■ **WHAT THIS TASK INVOLVES**:
Give the line with "# annotate each" again, along with every line below it to the end of the records, word for word.

■ **EXERCISE DATA**:
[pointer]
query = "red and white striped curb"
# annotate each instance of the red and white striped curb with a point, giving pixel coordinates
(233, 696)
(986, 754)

■ **EXPECTED OUTPUT**:
# annotate each instance of the red and white striped curb with a point, giving pixel coordinates
(233, 696)
(986, 754)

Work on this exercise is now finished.